**Stated exercise**
Each record is to be transcribed exactly.

**Materials provided**

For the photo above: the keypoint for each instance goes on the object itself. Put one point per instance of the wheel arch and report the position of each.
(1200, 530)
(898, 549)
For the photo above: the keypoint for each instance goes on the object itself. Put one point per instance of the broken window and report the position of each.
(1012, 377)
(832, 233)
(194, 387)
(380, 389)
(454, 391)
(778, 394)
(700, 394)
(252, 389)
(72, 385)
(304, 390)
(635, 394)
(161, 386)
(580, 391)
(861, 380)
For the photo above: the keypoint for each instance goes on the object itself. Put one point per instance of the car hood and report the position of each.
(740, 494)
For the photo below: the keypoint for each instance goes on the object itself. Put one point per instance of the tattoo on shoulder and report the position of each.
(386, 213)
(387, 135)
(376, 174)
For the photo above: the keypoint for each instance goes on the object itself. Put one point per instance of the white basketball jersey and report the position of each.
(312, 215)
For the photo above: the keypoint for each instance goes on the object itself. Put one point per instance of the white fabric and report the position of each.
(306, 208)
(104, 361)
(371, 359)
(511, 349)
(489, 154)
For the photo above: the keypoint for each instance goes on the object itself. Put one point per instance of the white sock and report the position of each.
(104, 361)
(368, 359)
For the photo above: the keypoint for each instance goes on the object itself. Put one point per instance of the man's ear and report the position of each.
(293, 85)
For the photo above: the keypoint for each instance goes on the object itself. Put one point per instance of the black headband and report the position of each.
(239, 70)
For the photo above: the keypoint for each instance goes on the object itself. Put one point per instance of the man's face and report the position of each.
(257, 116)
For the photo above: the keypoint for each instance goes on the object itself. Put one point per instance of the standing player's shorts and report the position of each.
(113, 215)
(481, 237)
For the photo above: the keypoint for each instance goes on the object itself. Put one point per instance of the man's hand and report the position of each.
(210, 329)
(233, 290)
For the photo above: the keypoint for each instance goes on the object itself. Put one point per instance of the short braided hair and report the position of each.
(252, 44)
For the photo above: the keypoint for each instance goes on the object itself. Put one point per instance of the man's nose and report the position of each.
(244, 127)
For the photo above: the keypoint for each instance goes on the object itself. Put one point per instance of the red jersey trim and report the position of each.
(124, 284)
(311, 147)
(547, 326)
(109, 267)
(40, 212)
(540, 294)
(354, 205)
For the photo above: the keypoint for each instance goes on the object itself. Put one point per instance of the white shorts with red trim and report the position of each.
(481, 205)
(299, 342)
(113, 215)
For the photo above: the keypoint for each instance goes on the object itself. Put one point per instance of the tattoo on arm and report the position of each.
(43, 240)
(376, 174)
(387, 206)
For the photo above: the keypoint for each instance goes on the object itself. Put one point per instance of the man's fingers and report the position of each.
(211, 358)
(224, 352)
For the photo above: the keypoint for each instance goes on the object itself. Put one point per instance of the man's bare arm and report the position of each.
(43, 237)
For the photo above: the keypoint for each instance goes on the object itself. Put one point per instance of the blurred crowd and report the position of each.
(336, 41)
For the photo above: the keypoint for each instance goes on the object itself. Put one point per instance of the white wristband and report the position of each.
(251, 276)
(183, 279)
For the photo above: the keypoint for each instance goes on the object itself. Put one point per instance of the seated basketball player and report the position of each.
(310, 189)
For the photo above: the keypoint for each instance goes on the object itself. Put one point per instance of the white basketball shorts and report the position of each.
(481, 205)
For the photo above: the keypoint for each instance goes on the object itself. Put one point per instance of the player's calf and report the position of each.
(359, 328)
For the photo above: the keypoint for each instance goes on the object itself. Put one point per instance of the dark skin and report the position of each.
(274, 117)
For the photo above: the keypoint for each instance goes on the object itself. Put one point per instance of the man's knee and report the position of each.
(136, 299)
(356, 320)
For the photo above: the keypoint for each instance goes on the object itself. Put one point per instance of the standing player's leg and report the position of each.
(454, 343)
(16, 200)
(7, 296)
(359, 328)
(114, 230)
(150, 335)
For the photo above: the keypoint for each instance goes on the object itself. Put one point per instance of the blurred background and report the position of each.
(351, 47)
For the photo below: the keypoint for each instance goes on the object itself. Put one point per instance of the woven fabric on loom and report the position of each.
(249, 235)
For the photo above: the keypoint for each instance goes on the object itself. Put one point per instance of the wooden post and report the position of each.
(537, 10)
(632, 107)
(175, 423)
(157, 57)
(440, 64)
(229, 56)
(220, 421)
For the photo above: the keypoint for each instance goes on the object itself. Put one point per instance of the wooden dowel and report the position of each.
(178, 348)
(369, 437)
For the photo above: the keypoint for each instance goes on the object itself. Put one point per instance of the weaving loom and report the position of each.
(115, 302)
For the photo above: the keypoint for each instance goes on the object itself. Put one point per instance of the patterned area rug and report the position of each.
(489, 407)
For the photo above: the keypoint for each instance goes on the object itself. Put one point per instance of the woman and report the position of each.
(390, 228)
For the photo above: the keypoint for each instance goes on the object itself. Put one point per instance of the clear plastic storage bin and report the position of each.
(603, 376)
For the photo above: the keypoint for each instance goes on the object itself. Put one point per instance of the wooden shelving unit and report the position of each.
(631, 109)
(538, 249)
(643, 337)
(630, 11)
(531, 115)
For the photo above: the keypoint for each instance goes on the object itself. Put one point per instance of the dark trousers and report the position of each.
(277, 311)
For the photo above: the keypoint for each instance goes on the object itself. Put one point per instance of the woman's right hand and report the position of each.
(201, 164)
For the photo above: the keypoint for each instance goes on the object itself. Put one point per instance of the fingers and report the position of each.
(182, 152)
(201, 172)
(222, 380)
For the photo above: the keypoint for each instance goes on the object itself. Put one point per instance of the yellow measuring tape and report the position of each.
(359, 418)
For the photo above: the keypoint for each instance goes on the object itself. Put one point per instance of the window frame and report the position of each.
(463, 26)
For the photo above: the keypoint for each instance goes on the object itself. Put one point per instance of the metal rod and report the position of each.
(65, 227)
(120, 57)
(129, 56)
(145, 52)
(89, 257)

**Complete output**
For the photo above: the keypoint for each instance goes on the object itself. Put one point per instance of the wheel arch and report the position of each.
(1200, 530)
(898, 549)
For the photo above: the keypoint for each instance goes on the object itself. Put one point per instance of the broken window and report the position of each.
(1012, 377)
(832, 233)
(194, 387)
(380, 389)
(454, 391)
(778, 394)
(700, 394)
(252, 389)
(72, 385)
(304, 390)
(635, 394)
(161, 386)
(580, 391)
(861, 380)
For the photo above: the keypoint for each instance goes on the object itself. Put one point per instance of the car hood and report the position of each.
(740, 494)
For the photo below: the keypoint for each instance goes on the object itself. Put one point per instance of the tattoo on shoulder and report the position of each.
(386, 213)
(387, 135)
(376, 174)
For the photo above: the keypoint for each instance goes on the object itself. Put one point per instance of the white basketball jersey and report the position of each.
(312, 215)
For the photo above: the keypoint for each instance goes on the object itself. Put one point per instance of the white fabric and report the position of each.
(306, 208)
(104, 361)
(371, 359)
(511, 349)
(489, 154)
For the photo above: the keypoint for each instance goes on the object itself. Put one point per instance of the white sock and report the position of each.
(104, 361)
(368, 359)
For the photo above: the keypoint for each instance goes on the object itself. Put one point per instance of the man's ear and report the position of each.
(293, 85)
For the photo above: the keypoint for each instance goes on the object itself. Put one point per instance of the black headband and report the position of each.
(239, 70)
For the photo above: the keypoint for each instance goes on the object itself. Put one point per instance of the man's face and report the position of each.
(257, 116)
For the photo above: the keypoint for each instance goes on the object itself. Put one point per instance of the standing player's shorts and report the position of each.
(113, 215)
(481, 237)
For the photo above: the keypoint for each instance goes on the object itself. Put one point per instance of the man's hand and report the position of each.
(210, 329)
(233, 290)
For the photo above: the keypoint for each instance goes on the object itself. Put one point per instance of the short braided hair and report the position of each.
(252, 44)
For the photo above: the keypoint for each instance goes on the object itself. Put one point per instance of the man's nose and report the position of each.
(244, 127)
For the photo above: the keypoint for each instance goes on the object itself. Put one point per instance of the red jersey trim and report the position of each.
(124, 284)
(311, 147)
(547, 326)
(109, 267)
(40, 212)
(540, 294)
(354, 205)
For the photo above: the keypoint for each instance goes on the object itself. Put one point per instance of the white shorts with red trim and report the position of each.
(481, 205)
(299, 342)
(113, 215)
For the photo above: the keypoint for each instance goes on the object itself. Put one point per instance of the tattoo on arm and report the position of each.
(43, 240)
(376, 174)
(387, 206)
For the photo above: the keypoint for each instance goes on the object itself. Put one point per instance of the man's fingers and report the position of each.
(211, 358)
(224, 352)
For the photo above: the keypoint for each instance goes on the object itself. Put one point per instance of the man's bare arm and report the position of each.
(43, 237)
For the photo above: the keypoint for each instance goes on the object itself. Put one point per instance of the blurred crowd and report the position of each.
(336, 41)
For the photo above: the keypoint for each instance goes on the object itself. Put one point per instance of the white wristband and report the position of each.
(251, 276)
(183, 279)
For the photo above: the keypoint for each instance goes on the object itself. Put one point per instance of the seated basketball player and report the position of each.
(310, 189)
For the photo above: the keypoint for each instance goes on the object itself. Put one point per instance of the white basketball shorts and report the position of each.
(481, 205)
For the photo above: the keypoint for each instance goes on the object itself. Put one point per instance of the player's calf and report the position of each.
(359, 328)
For the photo above: the keypoint for each instance goes on the object itself. Put one point per instance of the dark skin and report the position of each.
(274, 117)
For the photo above: the keypoint for each instance goes on the object itself. Put one point per instance of the man's knee and report the position of each.
(136, 299)
(356, 320)
For the photo above: the keypoint for each instance goes on the object itself. Put one point per instance of the standing player's leg and report the position of each.
(454, 343)
(16, 200)
(7, 296)
(359, 328)
(114, 230)
(150, 335)
For the photo above: the keypoint for each instance goes on the object itself. Put one point per instance of the blurred background and report the position of each.
(351, 47)
For the photo below: the keypoint for each instance goes on the object itself. Put one point per instance of the woven fabric on loom and report the position of each.
(249, 235)
For the photo above: the keypoint for each instance goes on the object itself. Put one point per instance of the wooden post and report the position of each.
(537, 10)
(632, 107)
(175, 423)
(157, 57)
(440, 64)
(229, 56)
(220, 421)
For the photo above: the keypoint for each instance goes on the object itself. Put one point per instance of the wooden dowel and report the position of each.
(178, 348)
(369, 437)
For the photo above: the keypoint for each instance goes on the object itself. Put one point per instance of the weaving loom and report the position of each.
(115, 302)
For the photo above: the keypoint for each instance goes on the object itself. Put one point per instance of the patterned area rug and report the position of each.
(489, 407)
For the photo above: the keypoint for each instance goes on the object itself. Put one point per instance of the woman and report the position of each.
(390, 228)
For the photo above: the keypoint for each instance goes on the object itself. Put one point per instance of the clear plastic storage bin and report the position of each.
(603, 376)
For the photo above: the keypoint for each instance goes on the object itself. Put one point per instance of the wooden shelving unit and report the position of each.
(631, 109)
(538, 249)
(643, 337)
(630, 11)
(531, 115)
For the photo above: the keypoint for each instance goes on the object itself. Put one point per instance of the dark trousers and report the position of each.
(277, 311)
For the photo above: the keypoint for each instance goes on the object itself. Put one point per instance of the woman's right hand and report the position of each.
(201, 164)
For the photo above: the keypoint for each instance goes on the object itself. Put one point per instance of the fingers and report the position of each.
(182, 152)
(201, 172)
(222, 380)
For the photo above: the keypoint for each instance goes on the object itself. Put one point per instance of the yellow measuring tape and report the position of each.
(359, 418)
For the photo above: the keypoint for each instance goes on the object itself. Put one point per instance of the window frame and report the position of each.
(463, 26)
For the photo above: the keypoint for each instance goes on the object itself. Put one point per instance of the metal rod and report the position of each.
(65, 227)
(120, 57)
(129, 56)
(145, 52)
(89, 257)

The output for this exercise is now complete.